__ESTRATTO__
Mai, come in questo momento, ho
percepito una situazione pericolosamente vicina al collasso.
Negli ultimi anni (e l'ho scritto anche
nel mio libro: Un altro best seller e siamo rovinati) mi sono chiesto
come le case editrici potessero immettere sul mercato una tal
quantità di materiale. Sono rimasto sempre estremamente scettico
davanti agli accordi commerciali che permettevano tempi di pagamento
più lunghi e scontistiche più alte in cambio di un sempre crescente
numero di copie per libro in libreria. In questo sistema
schizofrenico abbiamo superato abbondantemente la legge secondo cui
un libro deve rimanere in libreria il tempo necessario per essere
notato. Prima il libro rimaneva un anno. Poi siamo passati a sei
mesi. Poi tre. Ora sfioriamo il mese.
Di fronte a scelte commerciali così
palesemente fallimentari ora si cerca di correre ai ripari.

__RECORD DEL DATASET__
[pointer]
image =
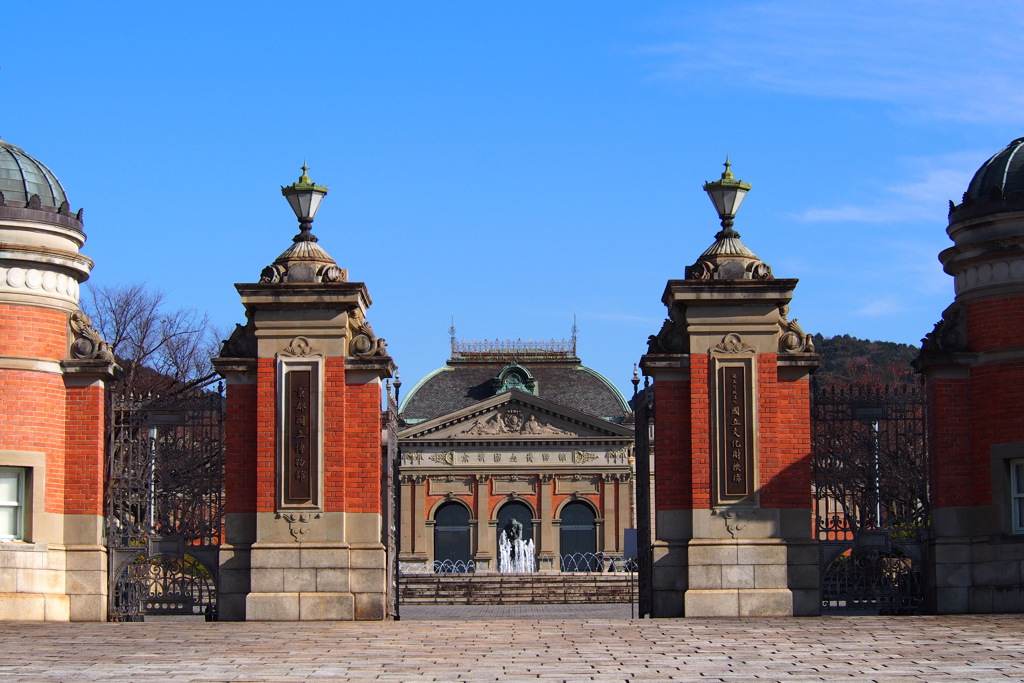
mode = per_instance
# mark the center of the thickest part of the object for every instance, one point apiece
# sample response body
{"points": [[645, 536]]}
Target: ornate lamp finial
{"points": [[727, 194], [304, 198]]}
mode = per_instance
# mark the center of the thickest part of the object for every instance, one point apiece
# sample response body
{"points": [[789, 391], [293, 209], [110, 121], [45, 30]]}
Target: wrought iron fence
{"points": [[164, 503], [870, 493]]}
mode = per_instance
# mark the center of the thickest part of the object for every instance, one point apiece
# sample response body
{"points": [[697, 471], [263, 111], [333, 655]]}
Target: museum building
{"points": [[514, 435]]}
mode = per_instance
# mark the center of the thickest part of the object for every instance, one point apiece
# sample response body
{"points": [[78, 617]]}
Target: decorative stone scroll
{"points": [[792, 338], [733, 343], [300, 347], [87, 344], [364, 342], [242, 343], [949, 334]]}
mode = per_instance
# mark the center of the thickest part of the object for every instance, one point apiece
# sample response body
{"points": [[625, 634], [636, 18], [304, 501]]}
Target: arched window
{"points": [[452, 538], [514, 518], [578, 538]]}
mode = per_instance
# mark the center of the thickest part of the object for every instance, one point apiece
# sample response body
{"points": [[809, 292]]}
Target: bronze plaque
{"points": [[735, 461], [298, 437]]}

__COSA FARE__
1) Elenca, nell'ordine in cui compaiono nel brano sull'editoria, i periodi di permanenza di un libro in libreria.
2) Estrai dal brano sull'editoria la parte che si apre con le parole contenenti "Mai, come in" e si chiude con "sfioriamo il mese.".
I record non hanno nulla a che vedere con il brano sull'editoria.

__SOLUZIONI__
1) un anno; sei mesi; tre mesi; circa un mese

2)
Mai, come in questo momento, ho
percepito una situazione pericolosamente vicina al collasso.
Negli ultimi anni (e l'ho scritto anche
nel mio libro: Un altro best seller e siamo rovinati) mi sono chiesto
come le case editrici potessero immettere sul mercato una tal
quantità di materiale. Sono rimasto sempre estremamente scettico
davanti agli accordi commerciali che permettevano tempi di pagamento
più lunghi e scontistiche più alte in cambio di un sempre crescente
numero di copie per libro in libreria. In questo sistema
schizofrenico abbiamo superato abbondantemente la legge secondo cui
un libro deve rimanere in libreria il tempo necessario per essere
notato. Prima il libro rimaneva un anno. Poi siamo passati a sei
mesi. Poi tre. Ora sfioriamo il mese.